* **AUSGANGSTEXT**
=-=-=

Bekanntlich hat jedes Volk die Regierung, die es verdient. Schwarz-Gelb scheint offenbar zu glauben, dass ihre Klientelpolitik von den Wählern akzeptiert wird und die Landtagswahl in Nordrhein-Westfalen im nächsten Mai nicht gefährdet. Diese Einschätzung mag sogar stimmen - aber nicht etwa, weil die Bürger so begeistert wären vom schwarz-gelben Kurs. Stattdessen scheinen immer mehr Deutsche in eine unpolitische Wut zu verfallen, wie die jüngste Studie des Bielefelder Soziologen Wilhelm Heitmeyer zeigt. Sie ist es wert, noch einmal etwas ausführlicher dargestellt zu werden.

Seit 2002 läuft Heitmeyers Langzeitprojekt "Deutsche Zustände", bei dem jährlich 2.000 Personen befragt werden, um ihre Einstellungen zu Minderheiten zu ermitteln - zu Juden, Muslimen, Homosexuellen, Obdachlosen oder auch Aussiedlern. Neu war in diesem Jahr, dass zusätzlich auch erhoben wurde, wie die Bundesbürger auf die Finanzkrise reagieren.

Dabei zeigte sich bei den Befragten eine ganz eigenartige "Aufspaltung" ihrer Einschätzungen, so Heitmeyer. 38 Prozent fühlen sich durch die Finanzkrise "persönlich betroffen". Fasst man die Frage weiter, glauben 46 Prozent, ihre Lebensplanung sei durch die Krise "bedroht". Gleichzeitig geben rund 81 Prozent an, dass "Leute wie ich" für die Fehler der Wirtschaft und Politik geradestehen müssten. Entsprechend glauben auch nur noch knapp 10 Prozent, es ginge "gerecht zu auf der Welt". So weit, so klar. Doch dann wird es seltsam, denn gleichzeitig sagen 77 Prozent: "Mein Leben verläuft im Großen und Ganzen gerecht." Und 70 Prozent stimmen der Aussage zu, "Ungerechtigkeiten sind in meinem Leben eher die Ausnahme". Entweder hat man es hier also mit einem Fall von "German Angst" zu tun, wie unsere europäischen Nachbarn die Neigung der Deutschen beschreiben, sich auch dann Sorgen zu machen, wenn es prächtig läuft. Oder aber die Befragten lügen sich ihre Situation schön, weil sie es emotional gar nicht ertragen könnten, sich einzugestehen, dass der Abstieg droht.

Für diese zweite Lesart spricht ein weiterer eigenartiger Befund in Heitmeyers Studie. Ausgerechnet von jenen Menschen, die sich selbst bedroht fühlen durch die Finanzkrise, sagen fast 65 Prozent: "In Deutschland müssen zu viele schwache Gruppen mitversorgt werden." Besonders verachtet werden die Langzeitarbeitslosen - und zwar gerade von der Unter- und unteren Mittelschicht, die ihnen am nächsten sind.

Rational wäre es, gesamtgesellschaftliche Solidarität einzufordern, wenn man sich bedroht fühlt. Schließlich könnte man demnächst selbst hilfsbedürftig sein. Stattdessen grenzt man sich nach unten ab, während man auf dem Weg nach unten ist - um sich einzubilden, die eigene soziale Position sei noch stabil.

=-=-=

(Auszüge aus einem Datensatz zur Punktbeschriftung)
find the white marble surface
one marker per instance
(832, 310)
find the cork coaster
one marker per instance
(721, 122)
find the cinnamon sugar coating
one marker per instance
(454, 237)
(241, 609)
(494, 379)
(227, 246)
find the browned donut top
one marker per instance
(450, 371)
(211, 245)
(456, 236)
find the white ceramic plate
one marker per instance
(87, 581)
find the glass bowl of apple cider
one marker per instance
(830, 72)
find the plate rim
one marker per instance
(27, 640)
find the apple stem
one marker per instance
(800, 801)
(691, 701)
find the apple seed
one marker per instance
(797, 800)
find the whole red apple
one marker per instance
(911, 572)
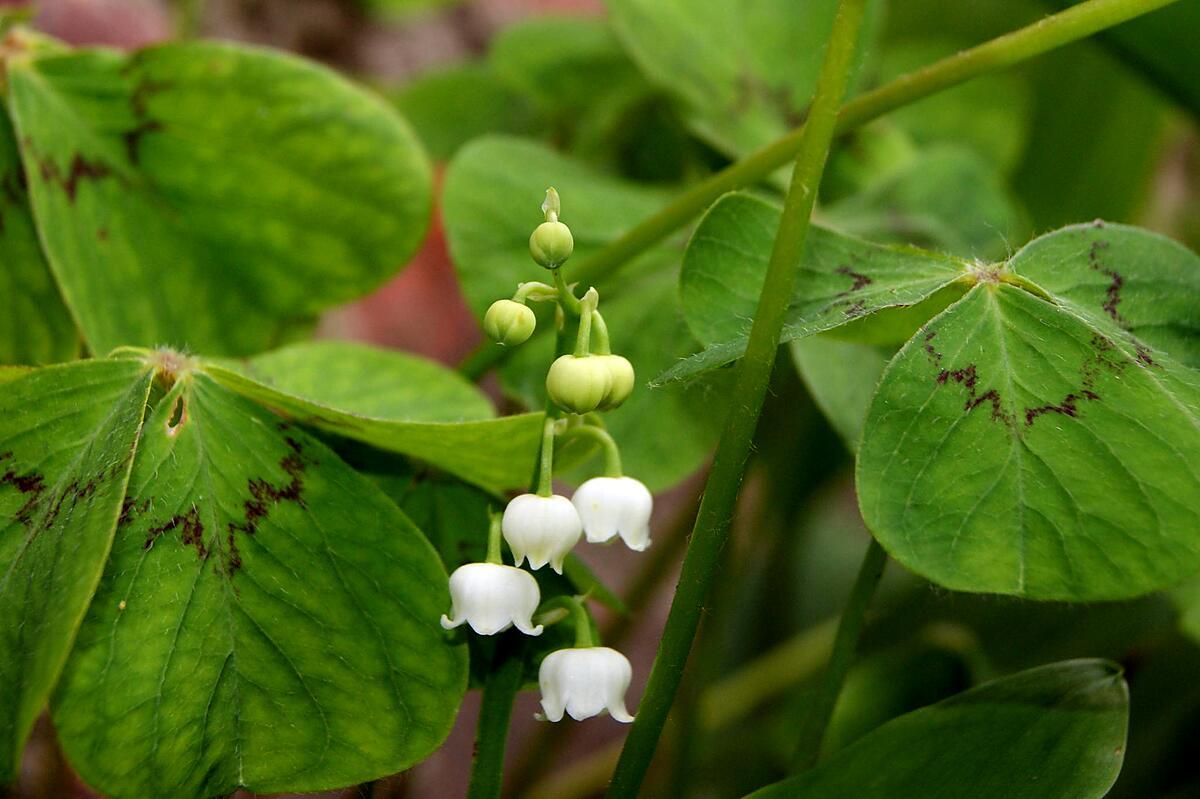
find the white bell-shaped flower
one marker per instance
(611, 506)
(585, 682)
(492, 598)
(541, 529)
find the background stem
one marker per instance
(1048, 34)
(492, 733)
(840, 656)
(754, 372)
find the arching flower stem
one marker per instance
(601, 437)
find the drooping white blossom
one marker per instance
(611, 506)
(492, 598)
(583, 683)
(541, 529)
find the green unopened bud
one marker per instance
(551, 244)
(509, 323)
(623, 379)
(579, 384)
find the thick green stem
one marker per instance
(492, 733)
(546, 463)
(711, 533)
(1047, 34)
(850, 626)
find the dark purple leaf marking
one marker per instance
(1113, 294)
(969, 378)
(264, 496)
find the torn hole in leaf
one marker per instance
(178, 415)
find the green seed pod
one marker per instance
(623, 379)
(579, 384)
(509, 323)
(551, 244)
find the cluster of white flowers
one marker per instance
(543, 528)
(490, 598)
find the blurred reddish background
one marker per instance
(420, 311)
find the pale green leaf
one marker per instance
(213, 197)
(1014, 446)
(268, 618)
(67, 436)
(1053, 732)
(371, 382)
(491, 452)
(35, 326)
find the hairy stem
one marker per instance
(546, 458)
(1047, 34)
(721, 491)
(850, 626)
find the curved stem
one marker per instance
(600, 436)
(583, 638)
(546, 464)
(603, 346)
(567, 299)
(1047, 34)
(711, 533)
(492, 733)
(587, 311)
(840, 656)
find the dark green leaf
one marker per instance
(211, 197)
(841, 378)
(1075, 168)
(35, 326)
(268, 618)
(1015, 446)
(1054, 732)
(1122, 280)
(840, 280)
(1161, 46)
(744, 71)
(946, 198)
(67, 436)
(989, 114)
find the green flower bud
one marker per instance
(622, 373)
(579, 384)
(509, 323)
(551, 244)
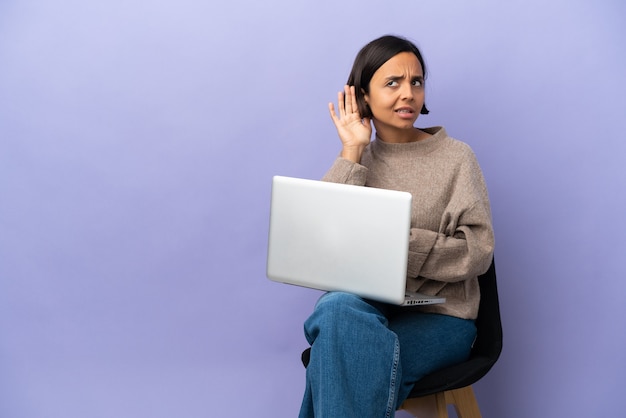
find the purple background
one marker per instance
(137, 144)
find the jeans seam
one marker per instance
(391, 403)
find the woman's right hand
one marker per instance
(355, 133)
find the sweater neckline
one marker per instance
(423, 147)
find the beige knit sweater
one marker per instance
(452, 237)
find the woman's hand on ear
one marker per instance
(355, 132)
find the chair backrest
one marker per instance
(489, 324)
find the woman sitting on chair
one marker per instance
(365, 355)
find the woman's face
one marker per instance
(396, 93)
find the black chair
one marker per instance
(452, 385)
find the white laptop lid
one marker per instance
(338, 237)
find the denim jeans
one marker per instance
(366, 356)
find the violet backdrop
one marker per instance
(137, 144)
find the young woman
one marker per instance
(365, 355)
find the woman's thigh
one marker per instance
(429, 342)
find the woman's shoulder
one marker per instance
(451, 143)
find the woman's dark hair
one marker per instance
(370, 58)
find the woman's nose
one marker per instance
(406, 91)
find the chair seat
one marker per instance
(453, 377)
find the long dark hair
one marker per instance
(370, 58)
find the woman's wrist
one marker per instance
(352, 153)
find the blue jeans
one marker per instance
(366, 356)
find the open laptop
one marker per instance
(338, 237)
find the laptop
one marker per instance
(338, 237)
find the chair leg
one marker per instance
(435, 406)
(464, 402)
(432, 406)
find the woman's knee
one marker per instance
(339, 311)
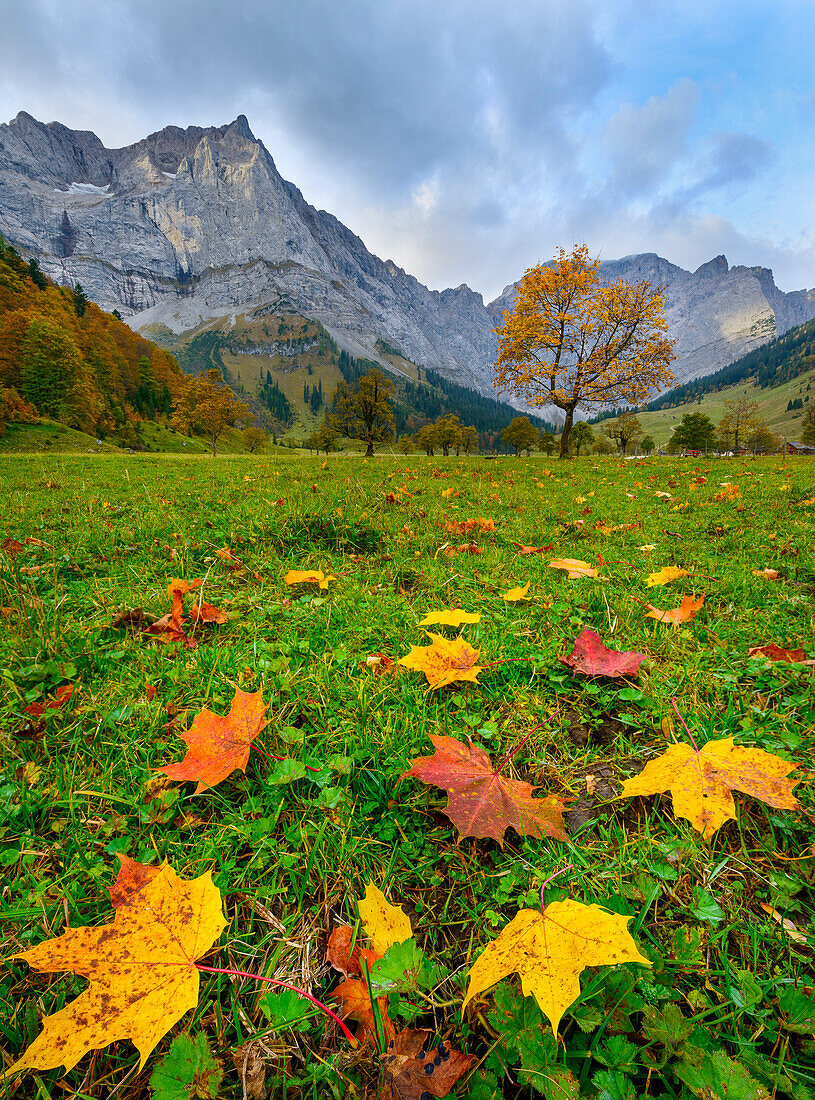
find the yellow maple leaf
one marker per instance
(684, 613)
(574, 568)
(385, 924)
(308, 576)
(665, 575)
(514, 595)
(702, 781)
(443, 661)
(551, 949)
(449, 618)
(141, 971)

=-=-=

* **WORUM ES GEHT**
Führe den Ausgangstext über die Studie von Wilhelm Heitmeyer im Anschluss an seinen letzten Satz fort. Die Daten stehen in keinem Zusammenhang mit dem Ausgangstext.

* **ANTWORT**
Das Ergebnis dieser ambivalenten Gefühle sei eine "hoffnungslose Unzufriedenheit", wie Heitmeyer es nennt. Einerseits ist die Wut enorm, andererseits wird weitgehend darauf verzichtet, sich politisch zu engagieren. Zu diesem Phänomen gehört auch, dass die Beteiligung an der vergangenen Bundestagswahl nur noch bei knapp 71 Prozent lag und damit ein neues Rekordtief erreichte. Dabei hätte man denken können, dass die schwerste Wirtschaftskrise der Nachkriegszeit die Wähler an die Urne treiben würde. Doch die meisten Wähler pflegen ja die Fiktion, dass es in ihrem Leben gerecht zuginge. Daraus ergibt sich durchaus logisch, dass ein Urnengang nicht nötig ist. Wozu eine Welt verändern, wenn sie die beste aller denkbaren ist?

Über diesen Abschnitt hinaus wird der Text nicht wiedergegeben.